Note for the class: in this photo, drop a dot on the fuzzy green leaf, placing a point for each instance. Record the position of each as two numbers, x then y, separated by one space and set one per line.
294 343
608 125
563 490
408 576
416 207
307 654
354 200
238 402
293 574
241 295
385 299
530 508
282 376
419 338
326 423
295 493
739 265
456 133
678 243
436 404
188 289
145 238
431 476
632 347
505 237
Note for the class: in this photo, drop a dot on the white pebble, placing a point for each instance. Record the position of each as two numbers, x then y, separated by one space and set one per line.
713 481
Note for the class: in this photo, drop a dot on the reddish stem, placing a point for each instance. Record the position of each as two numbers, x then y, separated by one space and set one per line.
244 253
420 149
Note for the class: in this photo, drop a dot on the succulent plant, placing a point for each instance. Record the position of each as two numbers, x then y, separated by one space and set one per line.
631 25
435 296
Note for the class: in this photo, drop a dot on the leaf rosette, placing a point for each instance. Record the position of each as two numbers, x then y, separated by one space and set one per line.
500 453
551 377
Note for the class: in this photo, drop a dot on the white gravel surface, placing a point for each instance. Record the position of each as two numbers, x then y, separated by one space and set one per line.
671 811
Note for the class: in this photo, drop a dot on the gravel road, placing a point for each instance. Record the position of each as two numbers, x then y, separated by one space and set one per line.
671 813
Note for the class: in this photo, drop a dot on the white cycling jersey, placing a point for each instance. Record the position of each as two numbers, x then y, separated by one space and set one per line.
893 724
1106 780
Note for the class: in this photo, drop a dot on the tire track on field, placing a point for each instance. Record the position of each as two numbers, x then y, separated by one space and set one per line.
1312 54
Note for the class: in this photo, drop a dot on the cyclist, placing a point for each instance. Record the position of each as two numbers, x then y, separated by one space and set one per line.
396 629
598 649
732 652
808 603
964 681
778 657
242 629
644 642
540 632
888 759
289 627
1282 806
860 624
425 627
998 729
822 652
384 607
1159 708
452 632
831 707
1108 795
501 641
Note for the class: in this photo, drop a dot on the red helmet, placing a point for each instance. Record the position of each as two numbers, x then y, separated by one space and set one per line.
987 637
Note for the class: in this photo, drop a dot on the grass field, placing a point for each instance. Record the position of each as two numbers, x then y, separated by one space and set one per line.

===============

Task details:
What you return should match the entries above exactly.

Written answer:
Note for the class: in this photo, drop a dot on the fuzzy green leaf, placing a point for each instance. Record the position of each as two numbers, x then y, separated by one space and set one per line.
294 343
608 125
563 490
408 576
416 207
307 654
354 200
238 402
293 574
241 295
385 299
530 508
282 376
419 338
326 423
295 493
739 265
456 133
678 243
436 404
188 289
145 238
431 476
632 347
505 237
Note for the class: in this photo, drop a dot on the white pebble, placing a point for each instance. Record the position of each as two numbers, x then y, separated by one space and set one per line.
713 481
Note for the class: in this photo, drop a dot on the reddish stem, placing a point for each instance. Record the position of each as two numbers, x then y, separated by one space and set one per line.
244 253
420 149
Note for the class: in this photo, drop a dot on the succulent plant, placing a point for each instance. Record the position of each as two numbers, x then y, separated by one space and set one per line.
631 25
435 296
Note for the class: in this photo, drop a dot on the leaf rosette, placing a point for each instance. Record the position of each as two numbers, x then y, separated by one space and set one per line.
500 453
551 377
Note for the class: in this photo, drop a dot on the white gravel surface, placing a point for each instance. Record the position of each as two numbers, x then y, separated by one space and set one per line.
671 811
Note for the class: in this photo, drop a dot on the gravel road, placing a point for each instance. Record the position of each as two numbers, x then y, separated by one space and set one per line.
671 813
Note for the class: in this photo, drop a dot on the white cycling jersey, placing a point for each instance. Record the position of each as two numbers, x then y, separated by one space and set one per line.
893 724
1106 780
Note for the class: in this photo, drop a dot on the tire track on field, placing a point for each instance. Record the position of each as two numbers, x then y, separated by one space and set one per line.
1312 54
Note for the class: in this photo, drop a dot on the cyclist, placing a point for each instance. Record the position of each as two numbers, x then y, separated by one space and set one per line.
396 629
598 649
732 652
808 603
964 681
778 657
242 629
644 642
540 632
888 759
289 627
1282 806
860 624
425 627
998 729
822 652
384 607
1159 708
452 632
831 707
1108 795
501 641
Note for the class: in this photo, drop a dot on the red helmet, placing a point for each instance. Record the position of each as two numbers, x then y, separated by one space and set one per line.
987 637
Note for the class: in this photo, drop a dot on the grass field, placing a point for each instance. Record the position of each as two numbers, x then y, separated by one space and set one per line.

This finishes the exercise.